• Goal of the exercise: Report each line of the data that contains the string "marble".

┄┄┄┄┄┄

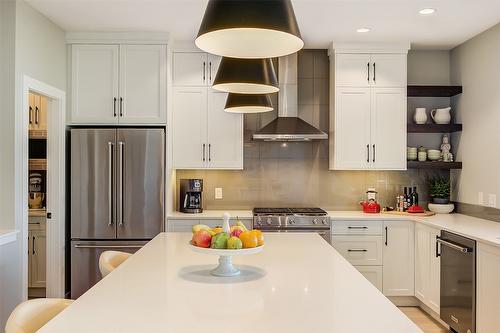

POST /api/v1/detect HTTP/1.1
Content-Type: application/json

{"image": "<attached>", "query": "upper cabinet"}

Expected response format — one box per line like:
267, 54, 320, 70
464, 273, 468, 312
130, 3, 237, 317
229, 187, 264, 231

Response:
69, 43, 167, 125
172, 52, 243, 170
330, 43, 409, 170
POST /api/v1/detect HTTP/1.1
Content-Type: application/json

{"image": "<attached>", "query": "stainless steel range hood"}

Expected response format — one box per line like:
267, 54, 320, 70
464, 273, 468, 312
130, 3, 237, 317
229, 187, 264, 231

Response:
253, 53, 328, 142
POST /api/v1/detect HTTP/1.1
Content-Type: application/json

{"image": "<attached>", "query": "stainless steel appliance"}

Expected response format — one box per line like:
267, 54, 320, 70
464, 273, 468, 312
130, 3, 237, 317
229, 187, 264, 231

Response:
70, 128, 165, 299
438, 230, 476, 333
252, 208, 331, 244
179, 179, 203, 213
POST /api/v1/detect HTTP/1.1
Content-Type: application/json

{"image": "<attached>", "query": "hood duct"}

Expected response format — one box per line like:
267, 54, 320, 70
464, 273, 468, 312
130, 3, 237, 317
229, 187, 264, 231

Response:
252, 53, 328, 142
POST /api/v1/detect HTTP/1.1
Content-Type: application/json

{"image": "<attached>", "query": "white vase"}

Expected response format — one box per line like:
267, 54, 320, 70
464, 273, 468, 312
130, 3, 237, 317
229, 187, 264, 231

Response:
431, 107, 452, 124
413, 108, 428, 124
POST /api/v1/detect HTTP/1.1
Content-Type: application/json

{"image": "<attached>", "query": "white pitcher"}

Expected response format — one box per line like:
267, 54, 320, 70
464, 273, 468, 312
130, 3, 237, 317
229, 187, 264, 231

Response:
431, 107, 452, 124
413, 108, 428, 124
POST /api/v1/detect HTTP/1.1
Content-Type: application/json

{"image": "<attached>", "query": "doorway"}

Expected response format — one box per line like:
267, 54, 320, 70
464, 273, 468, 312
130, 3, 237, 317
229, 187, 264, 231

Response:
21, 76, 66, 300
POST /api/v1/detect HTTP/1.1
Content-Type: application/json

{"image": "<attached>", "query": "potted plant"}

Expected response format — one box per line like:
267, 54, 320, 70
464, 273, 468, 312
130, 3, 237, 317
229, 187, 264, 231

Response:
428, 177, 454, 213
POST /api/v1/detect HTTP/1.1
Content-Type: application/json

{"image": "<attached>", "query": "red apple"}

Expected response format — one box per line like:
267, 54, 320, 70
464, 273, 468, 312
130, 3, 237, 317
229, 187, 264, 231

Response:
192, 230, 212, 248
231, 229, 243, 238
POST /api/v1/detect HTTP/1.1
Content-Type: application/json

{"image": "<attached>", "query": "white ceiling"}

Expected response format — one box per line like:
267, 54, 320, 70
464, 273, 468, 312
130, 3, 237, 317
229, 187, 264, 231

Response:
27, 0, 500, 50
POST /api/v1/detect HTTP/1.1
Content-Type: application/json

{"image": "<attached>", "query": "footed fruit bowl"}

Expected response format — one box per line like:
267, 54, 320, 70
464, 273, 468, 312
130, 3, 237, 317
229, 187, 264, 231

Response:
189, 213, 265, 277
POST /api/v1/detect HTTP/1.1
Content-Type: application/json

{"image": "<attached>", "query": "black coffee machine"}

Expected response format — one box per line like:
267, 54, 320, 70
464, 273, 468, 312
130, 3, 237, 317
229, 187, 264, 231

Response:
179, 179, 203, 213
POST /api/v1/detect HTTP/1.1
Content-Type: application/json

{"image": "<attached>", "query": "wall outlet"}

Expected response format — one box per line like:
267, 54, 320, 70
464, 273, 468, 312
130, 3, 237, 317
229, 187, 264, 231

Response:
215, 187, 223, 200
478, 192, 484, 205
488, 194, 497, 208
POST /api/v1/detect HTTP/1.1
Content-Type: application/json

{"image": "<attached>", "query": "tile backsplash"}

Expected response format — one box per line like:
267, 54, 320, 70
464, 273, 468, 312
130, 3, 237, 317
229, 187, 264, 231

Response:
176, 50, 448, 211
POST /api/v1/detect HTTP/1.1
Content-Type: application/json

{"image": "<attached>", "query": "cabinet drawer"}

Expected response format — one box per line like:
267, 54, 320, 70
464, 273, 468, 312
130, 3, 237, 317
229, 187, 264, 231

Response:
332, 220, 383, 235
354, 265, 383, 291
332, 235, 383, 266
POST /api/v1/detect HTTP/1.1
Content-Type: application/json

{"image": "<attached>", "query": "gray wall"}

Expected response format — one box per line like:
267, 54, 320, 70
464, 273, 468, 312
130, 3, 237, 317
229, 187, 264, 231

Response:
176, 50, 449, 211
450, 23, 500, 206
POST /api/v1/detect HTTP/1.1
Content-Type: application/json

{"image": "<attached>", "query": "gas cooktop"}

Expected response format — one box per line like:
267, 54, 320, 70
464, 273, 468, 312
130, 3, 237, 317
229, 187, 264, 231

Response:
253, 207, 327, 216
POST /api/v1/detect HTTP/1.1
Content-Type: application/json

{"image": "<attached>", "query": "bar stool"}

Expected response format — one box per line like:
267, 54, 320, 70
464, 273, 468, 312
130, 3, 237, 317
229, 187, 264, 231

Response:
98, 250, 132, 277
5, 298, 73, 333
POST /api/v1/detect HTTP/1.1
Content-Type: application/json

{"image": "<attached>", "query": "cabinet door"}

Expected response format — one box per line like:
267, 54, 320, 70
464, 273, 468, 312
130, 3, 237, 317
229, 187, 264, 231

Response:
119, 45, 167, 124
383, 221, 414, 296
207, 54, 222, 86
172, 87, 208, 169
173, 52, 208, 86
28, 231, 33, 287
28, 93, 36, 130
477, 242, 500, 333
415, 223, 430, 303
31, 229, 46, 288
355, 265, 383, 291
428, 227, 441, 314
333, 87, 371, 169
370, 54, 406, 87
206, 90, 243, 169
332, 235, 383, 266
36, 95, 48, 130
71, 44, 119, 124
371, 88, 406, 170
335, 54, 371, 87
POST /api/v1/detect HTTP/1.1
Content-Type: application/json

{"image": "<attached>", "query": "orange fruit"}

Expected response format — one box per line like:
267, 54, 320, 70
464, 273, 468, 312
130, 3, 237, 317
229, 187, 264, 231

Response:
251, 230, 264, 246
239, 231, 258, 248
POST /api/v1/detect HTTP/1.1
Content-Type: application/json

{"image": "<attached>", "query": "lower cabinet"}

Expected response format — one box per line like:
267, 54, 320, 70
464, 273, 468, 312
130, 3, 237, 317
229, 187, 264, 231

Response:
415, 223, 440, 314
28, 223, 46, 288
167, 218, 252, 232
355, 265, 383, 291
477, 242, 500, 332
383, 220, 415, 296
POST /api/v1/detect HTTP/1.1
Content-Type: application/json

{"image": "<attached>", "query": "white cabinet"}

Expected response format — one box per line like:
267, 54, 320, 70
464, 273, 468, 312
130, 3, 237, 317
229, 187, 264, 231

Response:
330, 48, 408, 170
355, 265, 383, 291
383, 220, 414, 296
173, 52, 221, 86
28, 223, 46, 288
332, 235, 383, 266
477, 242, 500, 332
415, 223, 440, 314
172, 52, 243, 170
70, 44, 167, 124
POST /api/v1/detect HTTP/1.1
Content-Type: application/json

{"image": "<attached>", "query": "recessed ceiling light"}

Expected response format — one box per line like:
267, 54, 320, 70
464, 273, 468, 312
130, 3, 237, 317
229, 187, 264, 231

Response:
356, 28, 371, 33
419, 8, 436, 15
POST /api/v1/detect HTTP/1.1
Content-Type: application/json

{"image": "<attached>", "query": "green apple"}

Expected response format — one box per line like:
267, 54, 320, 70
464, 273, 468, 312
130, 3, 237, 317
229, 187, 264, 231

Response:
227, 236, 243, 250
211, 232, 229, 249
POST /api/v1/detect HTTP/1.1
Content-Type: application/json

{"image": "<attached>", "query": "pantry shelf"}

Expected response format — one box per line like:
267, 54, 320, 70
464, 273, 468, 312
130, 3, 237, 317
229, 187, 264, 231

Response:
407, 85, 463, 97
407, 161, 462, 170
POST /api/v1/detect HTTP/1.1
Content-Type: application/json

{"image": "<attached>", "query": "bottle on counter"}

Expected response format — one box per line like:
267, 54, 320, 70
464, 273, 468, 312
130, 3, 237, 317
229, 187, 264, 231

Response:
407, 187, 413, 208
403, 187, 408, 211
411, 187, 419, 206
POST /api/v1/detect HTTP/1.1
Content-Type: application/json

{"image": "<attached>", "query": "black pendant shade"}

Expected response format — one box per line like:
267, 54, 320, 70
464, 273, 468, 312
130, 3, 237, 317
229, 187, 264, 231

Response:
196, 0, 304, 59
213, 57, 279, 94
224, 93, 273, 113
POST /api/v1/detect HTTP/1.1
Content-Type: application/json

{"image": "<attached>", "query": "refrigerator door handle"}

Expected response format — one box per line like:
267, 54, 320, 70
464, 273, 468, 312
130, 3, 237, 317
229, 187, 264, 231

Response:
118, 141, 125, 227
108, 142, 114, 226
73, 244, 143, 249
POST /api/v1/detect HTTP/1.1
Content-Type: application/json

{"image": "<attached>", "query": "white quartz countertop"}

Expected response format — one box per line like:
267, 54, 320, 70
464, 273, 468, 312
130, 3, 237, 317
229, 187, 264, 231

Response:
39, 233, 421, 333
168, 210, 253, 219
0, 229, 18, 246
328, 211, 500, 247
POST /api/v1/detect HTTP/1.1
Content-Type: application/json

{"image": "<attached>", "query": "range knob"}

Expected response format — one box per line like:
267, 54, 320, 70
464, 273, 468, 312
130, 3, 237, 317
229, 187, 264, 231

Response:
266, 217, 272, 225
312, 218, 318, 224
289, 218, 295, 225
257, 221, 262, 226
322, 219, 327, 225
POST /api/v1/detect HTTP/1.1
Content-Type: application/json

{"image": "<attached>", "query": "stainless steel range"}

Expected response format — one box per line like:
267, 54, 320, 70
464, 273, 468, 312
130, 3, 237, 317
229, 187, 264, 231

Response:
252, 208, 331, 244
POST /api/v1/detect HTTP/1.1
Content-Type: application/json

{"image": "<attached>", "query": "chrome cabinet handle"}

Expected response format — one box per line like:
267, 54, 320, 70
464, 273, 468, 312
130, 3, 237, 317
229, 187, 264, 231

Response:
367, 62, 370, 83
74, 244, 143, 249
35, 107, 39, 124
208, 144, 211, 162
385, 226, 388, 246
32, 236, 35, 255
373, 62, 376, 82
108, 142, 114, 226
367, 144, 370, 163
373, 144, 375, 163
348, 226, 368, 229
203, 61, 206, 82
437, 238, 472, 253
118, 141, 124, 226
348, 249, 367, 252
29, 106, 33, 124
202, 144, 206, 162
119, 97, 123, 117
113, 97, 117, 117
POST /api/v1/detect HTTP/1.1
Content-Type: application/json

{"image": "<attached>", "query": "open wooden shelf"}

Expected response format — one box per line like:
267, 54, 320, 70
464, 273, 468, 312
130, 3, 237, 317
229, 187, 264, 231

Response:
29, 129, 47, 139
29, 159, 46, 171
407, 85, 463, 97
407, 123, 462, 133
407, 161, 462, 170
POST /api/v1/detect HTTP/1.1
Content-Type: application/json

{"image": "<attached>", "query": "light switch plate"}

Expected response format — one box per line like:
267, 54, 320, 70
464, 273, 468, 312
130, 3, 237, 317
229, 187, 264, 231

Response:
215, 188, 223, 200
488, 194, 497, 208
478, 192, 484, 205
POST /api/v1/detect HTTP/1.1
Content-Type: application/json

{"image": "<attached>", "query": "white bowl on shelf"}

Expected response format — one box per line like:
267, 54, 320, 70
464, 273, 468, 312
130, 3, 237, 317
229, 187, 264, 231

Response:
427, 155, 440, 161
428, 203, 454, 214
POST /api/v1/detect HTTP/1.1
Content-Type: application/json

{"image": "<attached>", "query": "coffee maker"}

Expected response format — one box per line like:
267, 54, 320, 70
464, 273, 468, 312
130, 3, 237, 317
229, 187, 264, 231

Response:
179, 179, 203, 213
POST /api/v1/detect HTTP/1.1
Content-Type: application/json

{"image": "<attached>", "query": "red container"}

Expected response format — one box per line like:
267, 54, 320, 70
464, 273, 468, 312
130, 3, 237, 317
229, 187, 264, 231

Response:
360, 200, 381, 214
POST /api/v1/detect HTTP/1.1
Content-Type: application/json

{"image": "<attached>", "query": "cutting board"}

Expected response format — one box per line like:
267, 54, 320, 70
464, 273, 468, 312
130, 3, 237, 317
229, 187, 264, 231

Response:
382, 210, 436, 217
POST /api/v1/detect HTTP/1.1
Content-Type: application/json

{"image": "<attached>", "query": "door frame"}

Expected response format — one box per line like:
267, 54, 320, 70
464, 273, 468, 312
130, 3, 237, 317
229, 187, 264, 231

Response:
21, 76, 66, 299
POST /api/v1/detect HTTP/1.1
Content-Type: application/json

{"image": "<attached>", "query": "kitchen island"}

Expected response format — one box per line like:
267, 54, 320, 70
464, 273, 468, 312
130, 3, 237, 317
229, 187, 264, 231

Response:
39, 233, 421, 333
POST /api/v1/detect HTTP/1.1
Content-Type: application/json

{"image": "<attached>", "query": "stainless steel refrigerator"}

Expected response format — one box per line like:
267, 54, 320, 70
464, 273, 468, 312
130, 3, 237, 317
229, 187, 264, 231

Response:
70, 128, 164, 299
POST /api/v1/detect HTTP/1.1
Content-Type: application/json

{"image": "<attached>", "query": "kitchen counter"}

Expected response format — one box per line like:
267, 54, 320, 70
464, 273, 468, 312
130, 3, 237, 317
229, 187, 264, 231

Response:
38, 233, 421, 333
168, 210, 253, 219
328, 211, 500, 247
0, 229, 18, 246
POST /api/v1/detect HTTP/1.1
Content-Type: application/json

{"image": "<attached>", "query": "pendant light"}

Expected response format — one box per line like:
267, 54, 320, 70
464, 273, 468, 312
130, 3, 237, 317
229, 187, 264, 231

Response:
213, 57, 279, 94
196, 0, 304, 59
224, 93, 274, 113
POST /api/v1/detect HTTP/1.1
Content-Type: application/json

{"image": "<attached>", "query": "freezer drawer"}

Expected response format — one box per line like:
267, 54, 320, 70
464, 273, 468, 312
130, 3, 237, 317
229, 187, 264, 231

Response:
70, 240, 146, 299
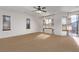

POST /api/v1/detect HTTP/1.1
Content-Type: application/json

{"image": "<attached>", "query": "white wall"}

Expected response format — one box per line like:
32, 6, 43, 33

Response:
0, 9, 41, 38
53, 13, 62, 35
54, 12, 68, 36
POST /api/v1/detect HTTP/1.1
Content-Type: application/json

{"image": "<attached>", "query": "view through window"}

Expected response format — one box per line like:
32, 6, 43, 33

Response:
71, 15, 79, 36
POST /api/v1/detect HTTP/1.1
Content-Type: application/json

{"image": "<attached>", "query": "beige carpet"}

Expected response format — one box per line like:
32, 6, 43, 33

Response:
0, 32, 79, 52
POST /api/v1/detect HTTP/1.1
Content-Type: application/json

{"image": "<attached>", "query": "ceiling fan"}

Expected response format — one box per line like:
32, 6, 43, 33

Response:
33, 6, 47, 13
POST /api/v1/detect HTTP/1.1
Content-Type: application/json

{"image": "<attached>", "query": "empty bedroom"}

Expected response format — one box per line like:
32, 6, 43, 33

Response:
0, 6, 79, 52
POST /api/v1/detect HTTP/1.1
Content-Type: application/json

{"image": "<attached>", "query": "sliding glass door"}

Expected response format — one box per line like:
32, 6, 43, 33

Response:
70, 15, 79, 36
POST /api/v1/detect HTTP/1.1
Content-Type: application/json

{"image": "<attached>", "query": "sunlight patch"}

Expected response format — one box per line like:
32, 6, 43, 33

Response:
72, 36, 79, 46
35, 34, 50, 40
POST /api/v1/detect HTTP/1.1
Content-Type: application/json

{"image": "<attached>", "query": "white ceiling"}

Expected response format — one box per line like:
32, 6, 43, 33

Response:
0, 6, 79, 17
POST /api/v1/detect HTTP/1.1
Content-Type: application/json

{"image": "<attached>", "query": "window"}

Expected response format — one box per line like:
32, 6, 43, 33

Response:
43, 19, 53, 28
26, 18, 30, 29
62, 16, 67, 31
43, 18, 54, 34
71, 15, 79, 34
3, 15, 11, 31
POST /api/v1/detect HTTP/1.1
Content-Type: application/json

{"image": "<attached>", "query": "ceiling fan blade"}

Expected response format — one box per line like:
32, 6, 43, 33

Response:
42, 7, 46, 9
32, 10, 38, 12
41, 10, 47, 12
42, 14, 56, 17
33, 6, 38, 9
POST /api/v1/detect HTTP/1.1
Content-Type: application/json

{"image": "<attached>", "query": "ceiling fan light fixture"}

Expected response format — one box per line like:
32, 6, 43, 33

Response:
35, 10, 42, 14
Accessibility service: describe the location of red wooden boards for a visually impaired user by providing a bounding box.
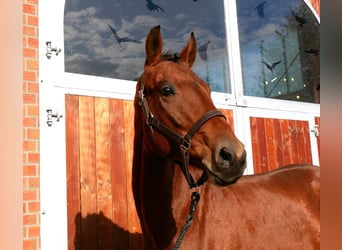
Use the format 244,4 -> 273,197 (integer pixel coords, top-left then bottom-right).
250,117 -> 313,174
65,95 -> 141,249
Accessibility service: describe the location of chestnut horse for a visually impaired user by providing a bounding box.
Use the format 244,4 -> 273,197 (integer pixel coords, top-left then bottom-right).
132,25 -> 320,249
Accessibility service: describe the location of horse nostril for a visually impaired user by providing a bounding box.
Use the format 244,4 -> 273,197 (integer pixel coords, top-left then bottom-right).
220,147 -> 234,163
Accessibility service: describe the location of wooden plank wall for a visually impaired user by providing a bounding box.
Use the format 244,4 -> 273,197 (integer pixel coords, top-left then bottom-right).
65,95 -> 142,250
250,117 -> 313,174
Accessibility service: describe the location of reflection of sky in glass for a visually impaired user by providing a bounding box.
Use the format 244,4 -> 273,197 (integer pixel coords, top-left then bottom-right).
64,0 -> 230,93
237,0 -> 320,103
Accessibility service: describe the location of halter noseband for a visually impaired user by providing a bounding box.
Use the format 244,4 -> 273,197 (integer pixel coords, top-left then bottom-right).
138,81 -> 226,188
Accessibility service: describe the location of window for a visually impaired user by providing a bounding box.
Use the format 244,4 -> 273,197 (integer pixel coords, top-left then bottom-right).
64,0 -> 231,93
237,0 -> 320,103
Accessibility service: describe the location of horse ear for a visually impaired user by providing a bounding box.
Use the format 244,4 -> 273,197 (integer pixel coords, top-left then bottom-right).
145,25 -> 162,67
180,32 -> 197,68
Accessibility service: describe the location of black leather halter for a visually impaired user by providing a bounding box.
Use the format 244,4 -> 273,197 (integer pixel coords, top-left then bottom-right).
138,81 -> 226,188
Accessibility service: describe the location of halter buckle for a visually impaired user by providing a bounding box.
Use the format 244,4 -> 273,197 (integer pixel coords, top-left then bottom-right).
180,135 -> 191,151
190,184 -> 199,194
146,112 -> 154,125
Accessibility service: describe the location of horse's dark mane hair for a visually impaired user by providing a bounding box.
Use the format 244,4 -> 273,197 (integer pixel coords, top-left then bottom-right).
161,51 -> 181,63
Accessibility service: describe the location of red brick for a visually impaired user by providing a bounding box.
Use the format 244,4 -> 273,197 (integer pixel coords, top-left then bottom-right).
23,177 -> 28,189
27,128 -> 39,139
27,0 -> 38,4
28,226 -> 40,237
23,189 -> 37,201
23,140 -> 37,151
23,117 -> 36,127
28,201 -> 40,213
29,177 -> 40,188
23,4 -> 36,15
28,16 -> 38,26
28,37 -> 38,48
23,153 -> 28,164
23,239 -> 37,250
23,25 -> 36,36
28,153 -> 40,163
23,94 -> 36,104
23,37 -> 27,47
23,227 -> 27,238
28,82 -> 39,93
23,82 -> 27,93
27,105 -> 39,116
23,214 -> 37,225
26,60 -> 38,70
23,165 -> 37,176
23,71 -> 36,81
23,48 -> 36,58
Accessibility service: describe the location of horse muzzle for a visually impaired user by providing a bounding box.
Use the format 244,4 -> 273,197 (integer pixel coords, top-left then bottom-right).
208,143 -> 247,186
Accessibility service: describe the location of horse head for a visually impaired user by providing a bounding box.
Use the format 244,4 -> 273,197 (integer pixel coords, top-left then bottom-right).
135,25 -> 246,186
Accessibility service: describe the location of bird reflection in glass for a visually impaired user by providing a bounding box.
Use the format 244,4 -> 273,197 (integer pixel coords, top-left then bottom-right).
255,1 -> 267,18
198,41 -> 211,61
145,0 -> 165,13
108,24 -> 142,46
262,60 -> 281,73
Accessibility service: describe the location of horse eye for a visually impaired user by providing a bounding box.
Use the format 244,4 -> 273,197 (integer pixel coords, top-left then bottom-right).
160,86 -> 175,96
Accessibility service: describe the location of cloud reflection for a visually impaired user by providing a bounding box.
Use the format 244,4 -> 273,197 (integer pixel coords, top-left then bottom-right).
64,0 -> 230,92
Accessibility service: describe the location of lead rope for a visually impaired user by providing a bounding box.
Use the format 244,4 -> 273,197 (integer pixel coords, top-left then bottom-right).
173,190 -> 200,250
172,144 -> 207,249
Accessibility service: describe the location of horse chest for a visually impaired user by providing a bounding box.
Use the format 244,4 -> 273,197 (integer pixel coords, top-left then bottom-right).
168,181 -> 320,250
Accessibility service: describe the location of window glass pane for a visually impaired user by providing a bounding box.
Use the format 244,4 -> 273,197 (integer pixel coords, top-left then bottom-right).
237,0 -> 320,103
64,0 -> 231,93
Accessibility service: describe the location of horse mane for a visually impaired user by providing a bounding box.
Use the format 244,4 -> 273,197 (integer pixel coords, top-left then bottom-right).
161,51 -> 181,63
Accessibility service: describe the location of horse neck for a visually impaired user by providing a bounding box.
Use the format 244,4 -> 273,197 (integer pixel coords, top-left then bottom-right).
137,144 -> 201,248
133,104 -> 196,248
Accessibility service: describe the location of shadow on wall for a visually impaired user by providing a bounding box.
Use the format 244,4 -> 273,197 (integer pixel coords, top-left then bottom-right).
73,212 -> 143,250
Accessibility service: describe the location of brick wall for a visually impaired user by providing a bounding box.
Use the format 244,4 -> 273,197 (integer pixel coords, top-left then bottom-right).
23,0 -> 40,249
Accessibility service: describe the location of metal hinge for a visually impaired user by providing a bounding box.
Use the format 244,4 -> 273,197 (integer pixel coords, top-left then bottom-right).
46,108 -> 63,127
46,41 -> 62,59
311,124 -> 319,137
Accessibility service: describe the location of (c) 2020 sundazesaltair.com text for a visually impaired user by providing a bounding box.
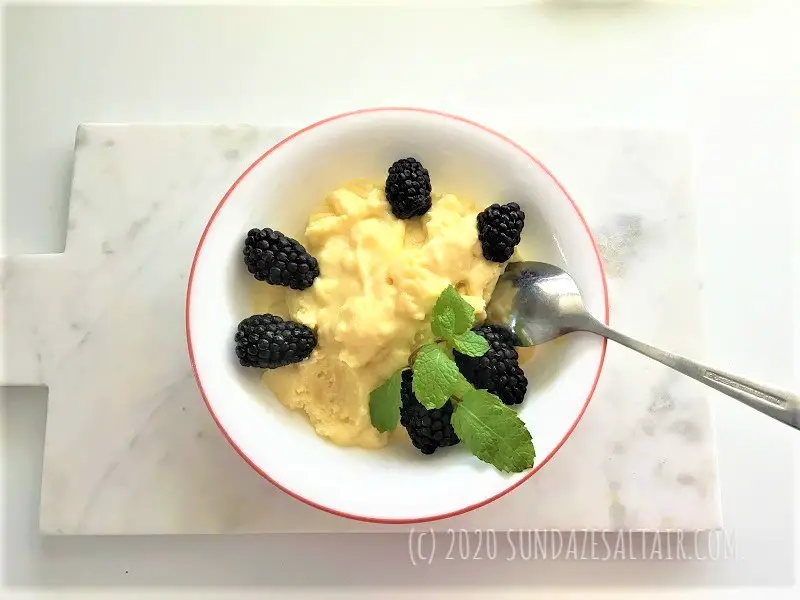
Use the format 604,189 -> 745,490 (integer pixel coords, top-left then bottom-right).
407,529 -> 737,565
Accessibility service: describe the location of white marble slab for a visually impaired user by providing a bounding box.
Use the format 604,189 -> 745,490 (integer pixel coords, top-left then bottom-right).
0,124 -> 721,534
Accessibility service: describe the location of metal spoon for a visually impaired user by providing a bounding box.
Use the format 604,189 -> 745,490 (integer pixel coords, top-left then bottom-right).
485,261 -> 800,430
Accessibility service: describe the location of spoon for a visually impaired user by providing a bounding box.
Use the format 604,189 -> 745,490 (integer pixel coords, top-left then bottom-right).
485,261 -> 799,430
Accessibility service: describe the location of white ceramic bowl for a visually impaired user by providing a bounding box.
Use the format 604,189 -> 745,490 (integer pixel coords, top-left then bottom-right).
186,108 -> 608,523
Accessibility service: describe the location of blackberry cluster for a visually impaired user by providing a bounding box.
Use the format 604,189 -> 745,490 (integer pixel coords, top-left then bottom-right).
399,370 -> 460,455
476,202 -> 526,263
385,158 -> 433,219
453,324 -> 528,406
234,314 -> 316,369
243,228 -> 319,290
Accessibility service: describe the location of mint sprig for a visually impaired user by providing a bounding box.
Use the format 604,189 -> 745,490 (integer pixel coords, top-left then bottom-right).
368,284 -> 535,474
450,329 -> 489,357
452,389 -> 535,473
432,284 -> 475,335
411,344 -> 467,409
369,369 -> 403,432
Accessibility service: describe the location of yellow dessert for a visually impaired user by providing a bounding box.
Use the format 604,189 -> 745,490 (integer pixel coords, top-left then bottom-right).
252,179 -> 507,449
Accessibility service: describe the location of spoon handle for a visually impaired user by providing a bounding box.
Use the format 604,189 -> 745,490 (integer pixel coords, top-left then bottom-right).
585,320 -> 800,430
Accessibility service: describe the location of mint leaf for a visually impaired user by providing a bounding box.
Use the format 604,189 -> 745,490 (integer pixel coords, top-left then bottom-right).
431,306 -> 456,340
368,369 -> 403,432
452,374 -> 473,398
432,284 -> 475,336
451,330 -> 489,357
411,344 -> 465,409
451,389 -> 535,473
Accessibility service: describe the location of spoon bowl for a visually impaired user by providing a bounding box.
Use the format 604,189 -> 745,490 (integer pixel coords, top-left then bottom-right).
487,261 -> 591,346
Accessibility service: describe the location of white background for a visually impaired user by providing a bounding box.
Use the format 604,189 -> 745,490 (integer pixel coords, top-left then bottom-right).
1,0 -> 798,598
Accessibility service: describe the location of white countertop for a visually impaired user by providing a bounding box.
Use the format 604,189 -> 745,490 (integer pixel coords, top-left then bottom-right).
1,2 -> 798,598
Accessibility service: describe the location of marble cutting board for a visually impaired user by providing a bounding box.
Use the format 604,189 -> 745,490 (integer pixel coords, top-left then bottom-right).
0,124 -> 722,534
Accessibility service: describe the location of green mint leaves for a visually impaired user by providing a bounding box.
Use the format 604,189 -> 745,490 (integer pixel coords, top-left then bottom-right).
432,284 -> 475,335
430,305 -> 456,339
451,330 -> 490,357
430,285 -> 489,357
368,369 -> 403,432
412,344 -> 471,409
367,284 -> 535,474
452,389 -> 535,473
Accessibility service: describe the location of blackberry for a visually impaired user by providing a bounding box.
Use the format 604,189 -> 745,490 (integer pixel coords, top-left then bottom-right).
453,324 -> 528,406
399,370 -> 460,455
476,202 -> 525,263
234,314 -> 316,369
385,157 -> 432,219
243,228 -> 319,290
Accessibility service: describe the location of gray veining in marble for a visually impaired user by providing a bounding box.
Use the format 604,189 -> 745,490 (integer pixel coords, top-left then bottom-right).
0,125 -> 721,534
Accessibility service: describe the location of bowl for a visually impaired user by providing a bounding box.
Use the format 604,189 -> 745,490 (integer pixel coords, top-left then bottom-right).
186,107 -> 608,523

┄┄┄┄┄┄

• Answer:
Accessibility service: describe the location of white marble slab for a visually impaired user by providing a bounding box.
Accessibility service: describe the location of marble cutting board for a visually impaired user by providing a bounding box.
Accessibility service: describe the location of gray veining in marble for a visually impaired user by providing a bounding box.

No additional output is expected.